#### [What to produce]
Only one stretch of the data is wanted: the line containing "Target phrase: green shrub", the line containing "Target phrase: arched doorway", and every line between them, copied exactly.

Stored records
-----

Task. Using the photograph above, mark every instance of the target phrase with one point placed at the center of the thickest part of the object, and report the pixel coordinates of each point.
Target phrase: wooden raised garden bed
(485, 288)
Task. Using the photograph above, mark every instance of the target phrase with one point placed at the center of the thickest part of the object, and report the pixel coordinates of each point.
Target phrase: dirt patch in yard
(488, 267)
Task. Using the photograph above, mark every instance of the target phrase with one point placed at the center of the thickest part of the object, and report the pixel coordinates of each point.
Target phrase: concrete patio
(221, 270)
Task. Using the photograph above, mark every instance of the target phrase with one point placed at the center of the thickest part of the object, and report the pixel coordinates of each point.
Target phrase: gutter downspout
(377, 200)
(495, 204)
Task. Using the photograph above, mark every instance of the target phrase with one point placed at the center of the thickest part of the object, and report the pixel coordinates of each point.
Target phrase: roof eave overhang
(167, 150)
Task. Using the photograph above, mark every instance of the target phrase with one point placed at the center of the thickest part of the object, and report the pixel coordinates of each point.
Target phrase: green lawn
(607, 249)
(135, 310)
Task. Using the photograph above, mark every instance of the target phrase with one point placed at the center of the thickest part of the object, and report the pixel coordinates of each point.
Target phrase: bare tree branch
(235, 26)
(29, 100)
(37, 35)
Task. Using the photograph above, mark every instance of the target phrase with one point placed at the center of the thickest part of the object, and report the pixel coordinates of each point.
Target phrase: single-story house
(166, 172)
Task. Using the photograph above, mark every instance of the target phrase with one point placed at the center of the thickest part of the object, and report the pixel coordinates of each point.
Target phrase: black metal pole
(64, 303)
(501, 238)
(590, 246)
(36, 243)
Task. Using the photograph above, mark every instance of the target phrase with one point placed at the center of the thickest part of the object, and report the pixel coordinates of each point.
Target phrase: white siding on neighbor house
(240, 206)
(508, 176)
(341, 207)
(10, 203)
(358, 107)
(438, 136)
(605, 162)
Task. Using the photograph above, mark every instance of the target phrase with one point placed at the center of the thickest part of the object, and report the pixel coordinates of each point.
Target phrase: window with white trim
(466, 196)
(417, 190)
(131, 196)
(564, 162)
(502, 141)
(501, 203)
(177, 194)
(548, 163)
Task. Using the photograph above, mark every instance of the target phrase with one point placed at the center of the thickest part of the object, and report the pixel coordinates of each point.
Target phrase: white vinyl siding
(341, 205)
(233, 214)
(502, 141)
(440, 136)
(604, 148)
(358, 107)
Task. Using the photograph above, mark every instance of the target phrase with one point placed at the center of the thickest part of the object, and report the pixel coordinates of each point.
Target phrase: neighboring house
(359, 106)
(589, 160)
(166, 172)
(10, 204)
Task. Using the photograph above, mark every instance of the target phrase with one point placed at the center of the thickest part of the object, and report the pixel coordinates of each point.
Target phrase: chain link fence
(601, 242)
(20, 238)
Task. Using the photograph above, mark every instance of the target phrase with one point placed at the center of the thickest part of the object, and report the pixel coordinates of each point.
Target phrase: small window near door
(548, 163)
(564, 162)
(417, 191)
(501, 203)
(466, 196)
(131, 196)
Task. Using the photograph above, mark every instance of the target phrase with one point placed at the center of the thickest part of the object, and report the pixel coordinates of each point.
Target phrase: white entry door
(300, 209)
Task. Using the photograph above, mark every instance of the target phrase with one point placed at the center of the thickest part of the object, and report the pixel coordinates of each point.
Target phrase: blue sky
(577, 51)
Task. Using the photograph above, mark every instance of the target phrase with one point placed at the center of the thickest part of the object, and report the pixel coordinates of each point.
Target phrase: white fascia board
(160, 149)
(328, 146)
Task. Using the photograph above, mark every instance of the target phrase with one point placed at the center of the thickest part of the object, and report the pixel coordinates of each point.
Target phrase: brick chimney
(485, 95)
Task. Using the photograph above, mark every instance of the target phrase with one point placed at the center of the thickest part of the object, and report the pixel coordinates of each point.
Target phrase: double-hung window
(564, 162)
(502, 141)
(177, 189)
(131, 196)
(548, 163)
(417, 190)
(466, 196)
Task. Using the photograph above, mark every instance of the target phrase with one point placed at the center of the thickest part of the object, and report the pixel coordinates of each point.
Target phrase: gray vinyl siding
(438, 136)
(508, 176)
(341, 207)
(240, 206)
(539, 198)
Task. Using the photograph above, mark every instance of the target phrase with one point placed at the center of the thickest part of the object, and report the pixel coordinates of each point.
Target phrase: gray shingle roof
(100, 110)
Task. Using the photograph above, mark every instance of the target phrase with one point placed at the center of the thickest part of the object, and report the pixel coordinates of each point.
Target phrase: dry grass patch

-----

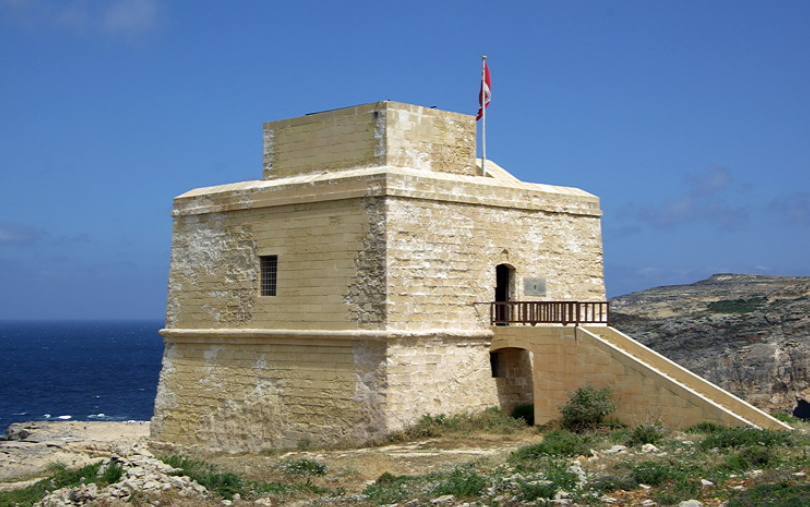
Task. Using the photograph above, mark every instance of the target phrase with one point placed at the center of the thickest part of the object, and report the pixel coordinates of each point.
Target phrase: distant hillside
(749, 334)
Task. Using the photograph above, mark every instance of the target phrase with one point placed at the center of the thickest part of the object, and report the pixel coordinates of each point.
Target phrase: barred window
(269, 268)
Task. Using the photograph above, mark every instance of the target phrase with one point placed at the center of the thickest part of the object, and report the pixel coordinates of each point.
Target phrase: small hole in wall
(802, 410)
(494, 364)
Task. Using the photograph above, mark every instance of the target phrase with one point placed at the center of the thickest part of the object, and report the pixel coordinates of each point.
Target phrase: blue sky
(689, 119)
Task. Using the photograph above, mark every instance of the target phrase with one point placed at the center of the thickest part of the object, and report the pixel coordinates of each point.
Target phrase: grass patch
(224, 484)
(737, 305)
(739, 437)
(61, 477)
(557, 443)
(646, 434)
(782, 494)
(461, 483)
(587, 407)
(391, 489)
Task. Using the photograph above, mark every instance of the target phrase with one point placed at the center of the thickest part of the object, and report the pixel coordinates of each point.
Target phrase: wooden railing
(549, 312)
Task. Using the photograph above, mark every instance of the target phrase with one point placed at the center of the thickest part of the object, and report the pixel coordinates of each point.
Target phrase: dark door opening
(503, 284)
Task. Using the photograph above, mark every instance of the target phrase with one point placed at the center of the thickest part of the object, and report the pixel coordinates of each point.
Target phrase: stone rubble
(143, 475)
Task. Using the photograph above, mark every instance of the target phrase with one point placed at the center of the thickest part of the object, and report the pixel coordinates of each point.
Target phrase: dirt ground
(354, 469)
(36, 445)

-----

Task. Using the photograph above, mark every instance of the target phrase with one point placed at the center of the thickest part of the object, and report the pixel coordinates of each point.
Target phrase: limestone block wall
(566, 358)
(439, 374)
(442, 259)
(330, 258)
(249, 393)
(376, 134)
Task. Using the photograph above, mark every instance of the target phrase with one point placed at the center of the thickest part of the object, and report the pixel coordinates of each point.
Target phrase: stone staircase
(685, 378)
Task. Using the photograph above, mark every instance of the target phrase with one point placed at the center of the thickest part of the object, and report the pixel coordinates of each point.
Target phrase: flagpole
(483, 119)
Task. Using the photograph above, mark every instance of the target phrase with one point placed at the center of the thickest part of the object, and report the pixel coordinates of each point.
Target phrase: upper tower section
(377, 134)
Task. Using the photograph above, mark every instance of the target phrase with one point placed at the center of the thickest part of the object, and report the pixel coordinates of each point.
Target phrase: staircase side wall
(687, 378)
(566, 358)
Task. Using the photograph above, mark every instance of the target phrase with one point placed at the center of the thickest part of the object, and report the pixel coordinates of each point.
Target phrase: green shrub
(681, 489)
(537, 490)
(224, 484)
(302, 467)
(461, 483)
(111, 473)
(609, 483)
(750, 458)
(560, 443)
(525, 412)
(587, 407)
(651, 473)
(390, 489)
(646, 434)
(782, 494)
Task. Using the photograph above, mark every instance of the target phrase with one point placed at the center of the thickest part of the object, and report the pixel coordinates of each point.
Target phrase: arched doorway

-----

#### [Solution for this task]
Target phrase: green shrub
(681, 489)
(537, 490)
(224, 484)
(302, 467)
(461, 483)
(111, 473)
(609, 483)
(750, 458)
(560, 443)
(525, 412)
(587, 407)
(651, 473)
(390, 489)
(646, 434)
(782, 494)
Task. Using the photograph above, mark every instance of the target phrase with one point placed at the center of the thickest part of the object, and report the pixel coordinates of each point.
Target phrase: arched doorway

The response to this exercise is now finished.